### Task
Copy every entry exactly, but skip the pictures.

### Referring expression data
-=-=-
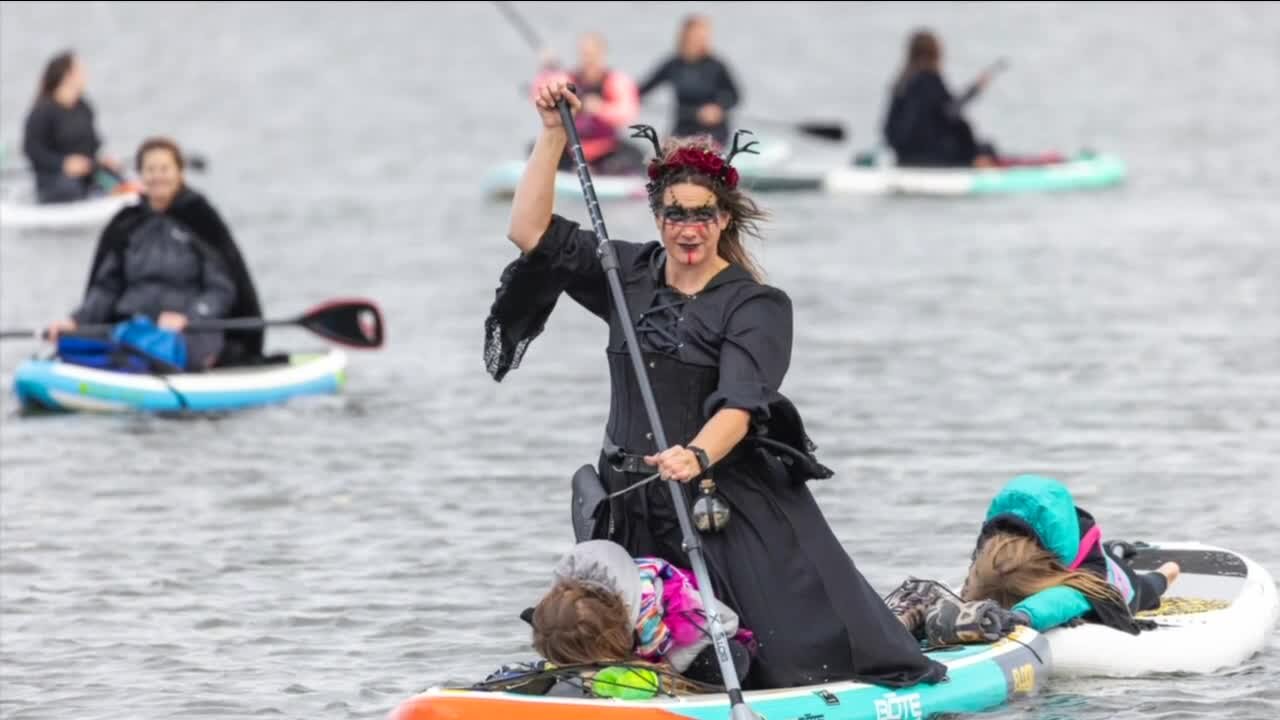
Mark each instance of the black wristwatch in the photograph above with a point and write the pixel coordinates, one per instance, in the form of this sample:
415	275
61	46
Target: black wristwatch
704	461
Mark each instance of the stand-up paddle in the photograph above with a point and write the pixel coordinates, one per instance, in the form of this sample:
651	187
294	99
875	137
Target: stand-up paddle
833	132
355	323
691	542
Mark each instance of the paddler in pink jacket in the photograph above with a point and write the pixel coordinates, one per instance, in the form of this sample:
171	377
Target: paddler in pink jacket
611	101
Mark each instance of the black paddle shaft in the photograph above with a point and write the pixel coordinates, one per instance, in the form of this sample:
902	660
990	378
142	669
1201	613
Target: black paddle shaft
609	261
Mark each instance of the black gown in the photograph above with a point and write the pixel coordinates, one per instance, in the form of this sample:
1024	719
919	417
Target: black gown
777	563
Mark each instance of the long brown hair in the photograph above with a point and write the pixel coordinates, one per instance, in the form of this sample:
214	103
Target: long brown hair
576	623
55	71
1009	568
743	212
923	53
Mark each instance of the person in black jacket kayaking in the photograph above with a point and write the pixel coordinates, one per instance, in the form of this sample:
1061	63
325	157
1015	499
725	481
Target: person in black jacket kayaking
704	87
926	123
60	139
170	258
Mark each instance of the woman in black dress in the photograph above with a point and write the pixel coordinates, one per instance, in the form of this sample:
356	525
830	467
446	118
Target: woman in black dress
716	343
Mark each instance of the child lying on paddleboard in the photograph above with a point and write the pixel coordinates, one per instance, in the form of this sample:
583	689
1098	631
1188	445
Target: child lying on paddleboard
607	606
1040	561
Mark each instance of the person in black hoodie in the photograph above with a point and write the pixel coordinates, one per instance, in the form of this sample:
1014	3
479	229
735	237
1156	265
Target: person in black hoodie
926	124
704	87
60	139
172	258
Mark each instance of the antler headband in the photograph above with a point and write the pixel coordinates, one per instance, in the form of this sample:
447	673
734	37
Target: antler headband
694	158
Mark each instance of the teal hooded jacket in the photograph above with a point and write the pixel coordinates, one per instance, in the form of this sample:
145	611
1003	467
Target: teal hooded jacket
1045	507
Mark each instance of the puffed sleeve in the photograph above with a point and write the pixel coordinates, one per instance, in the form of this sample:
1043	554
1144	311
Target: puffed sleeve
563	261
754	356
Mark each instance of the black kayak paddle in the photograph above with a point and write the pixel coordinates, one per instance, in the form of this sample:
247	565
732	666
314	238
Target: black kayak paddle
355	323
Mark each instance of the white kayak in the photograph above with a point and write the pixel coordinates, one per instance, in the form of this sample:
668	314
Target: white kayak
1216	615
26	214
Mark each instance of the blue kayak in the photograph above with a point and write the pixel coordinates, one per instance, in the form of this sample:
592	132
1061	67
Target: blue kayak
56	386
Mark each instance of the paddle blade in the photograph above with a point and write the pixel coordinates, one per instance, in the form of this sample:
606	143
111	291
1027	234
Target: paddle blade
826	131
355	323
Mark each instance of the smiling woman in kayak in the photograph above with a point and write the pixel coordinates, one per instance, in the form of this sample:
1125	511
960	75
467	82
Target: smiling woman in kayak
717	345
170	258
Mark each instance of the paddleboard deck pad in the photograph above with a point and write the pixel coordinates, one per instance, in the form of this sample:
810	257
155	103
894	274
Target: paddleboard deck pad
979	677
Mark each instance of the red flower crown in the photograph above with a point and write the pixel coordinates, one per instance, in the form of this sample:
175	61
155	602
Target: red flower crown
698	159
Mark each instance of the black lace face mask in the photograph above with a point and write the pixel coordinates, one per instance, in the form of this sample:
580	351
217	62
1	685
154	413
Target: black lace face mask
681	215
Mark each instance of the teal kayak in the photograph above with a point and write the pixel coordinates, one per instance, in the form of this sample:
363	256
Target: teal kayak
979	677
64	387
1084	171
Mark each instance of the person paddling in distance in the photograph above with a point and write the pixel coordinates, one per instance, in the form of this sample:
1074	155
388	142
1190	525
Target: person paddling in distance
606	606
926	124
609	104
1040	560
716	342
170	258
60	139
704	86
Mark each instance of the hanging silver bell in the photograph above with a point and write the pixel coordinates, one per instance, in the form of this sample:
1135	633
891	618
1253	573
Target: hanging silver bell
711	514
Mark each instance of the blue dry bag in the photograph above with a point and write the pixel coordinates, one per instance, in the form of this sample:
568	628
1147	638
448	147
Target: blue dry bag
135	346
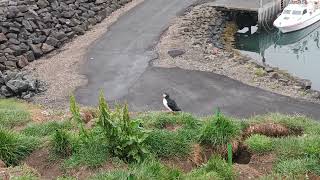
-=-=-
### Answer to the exercise
Mark each instance of the black wristwatch in the photograph above with a point and write the pixel coordinates, one per instance, in the form of this sample:
415	275
61	46
Target: black wristwatch
704	461
Mark each instance of the stand-up paddle in the photograph above with a point and write the pixel coordinates, one per instance, in the form of this sample:
651	187
294	99
875	137
Target: stand-up paddle
833	132
355	323
691	542
Mark each instance of the paddler in pink jacket in the photograph above with a point and write the pixel coordinates, one per instance, in the form of this sample:
171	377
Target: paddler in pink jacket
611	101
Mark each instance of the black paddle shaft in the photograph above with a point and write the pixel coordinates, one per instance, in the form of this sample:
902	660
990	378
142	669
1201	613
Target: black paddle shaft
609	261
Mark each instance of the black gown in the photograph above with a point and write the pixel coordinates, one per instance, in the form of this sample:
1024	719
919	417
Target: black gown
777	563
Mark each instance of the long brown hair in the photograph above with a point and write the pixel coordinates, one per instance, in the form of this sample:
214	103
Target: long brown hair
576	623
55	71
1009	568
743	212
923	53
Mark each instance of the person in black jacket kayaking in the photograph above with a point and write the pixel coordinates, one per instance, in the form of this sample:
1061	63
325	157
1015	499
725	481
Target: person in black jacket kayaking
704	87
926	123
60	139
170	258
Mark each instance of the woman in black dress in the photograph above with a point and write the pixel coordinates, one per instance, in the form of this sample:
356	525
830	467
446	118
Target: woman in black dress
716	343
Mark each instance of the child lying on paddleboard in the photograph above with a point and write the pixel coordinates, one per instance, in the form of this sample:
583	689
1098	631
1188	445
Target: child lying on paddleboard
607	606
1040	561
Mark each instance of the person in black hoodie in the photograph above with a point and write the pixel coordinates, one per instance, in the form of this sample:
1014	3
479	229
735	237
1156	265
Target: person in black hoodie
926	124
704	87
60	139
172	258
Mark each instance of the antler headband in the photograph above with a point and write the pixel coordinates, one per instance, in the form of this sample:
447	673
734	37
Target: antler headband
694	158
Mark each instance of the teal hooded jacket in the photograph above with a point and write the pixel coordinates, one per instance, in the form of this sample:
145	611
1003	467
Target: teal hooded jacket
1045	507
Mark each instance of the puffed sleeve in the photograph above with a point and write the pixel coordinates, one per instance, in the form of this sample:
1043	554
1144	311
Target: puffed sleeve
563	261
754	356
Mark each instance of the black kayak paddle in the photograph above with a point and write the pixel coordinates, one per instance, in the form of this sample:
247	565
732	666
314	238
Target: black kayak paddle
355	323
Mark each instance of the white kayak in the photograph above with a point and write the pixel coordinates, one per instance, in the form of this sample:
668	314
Target: white kayak
1216	615
26	214
Mark each instance of the blue kayak in the photograph above with a point and write the pixel coordinates, one per instance, in the form of this sample:
592	132
1061	67
Target: blue kayak
56	386
Mark each instance of the paddle blade in the photograph above with a point and write the pixel coordinates, one per instance, in the form of this sample:
606	143
111	291
1027	234
Target: paddle blade
826	131
355	323
Mark each instance of the smiling woman in kayak in the photograph above with a point and write the pixel coordinates, one per instance, in the form of this sample:
1125	511
960	75
467	82
Target: smiling woman in kayak
717	345
170	258
Mark each instance of the paddleboard deck pad in the photograph above with a point and write the pixel coordinates, one per instance, in the form of this sample:
810	257
155	103
894	274
Target: paddleboard deck pad
979	677
Mark each instance of the red flower crown in the photograph above with a point and write the pixel coordinates, one per instance, in the form of this sample:
175	61
155	602
Target: red flower crown
698	159
Mark each instance of the black lace face mask in the photograph above with a point and write the pixel coordinates, one per instance, in the form of this sample:
580	351
217	62
1	685
154	413
Target: black lace face mask
681	215
Mark each instance of the teal kayak in the photograph above with a point and write the pixel coordinates, one per instance, in the form of this sample:
363	256
Target: teal kayak
979	677
64	387
1084	171
Mark each instance of the person paddling in distance in the photograph above with a point and write the pixel coordinates, one per instance, in the form of this sample:
1074	155
388	142
1190	525
Target: person paddling in distance
606	606
926	124
609	104
1040	560
716	342
170	258
60	139
704	86
Mark each instance of the hanging silver bell in the photograph above with a point and write the pixel coordinates, one per instance, in the form of this sample:
1135	633
891	618
1253	573
Target: hanging silver bell
711	514
Mark each instance of the blue dry bag in the photograph above with a point and write the pixel coordinates, one per instance, in the form of this sample:
568	628
1147	638
448	147
Target: blue dry bag
135	346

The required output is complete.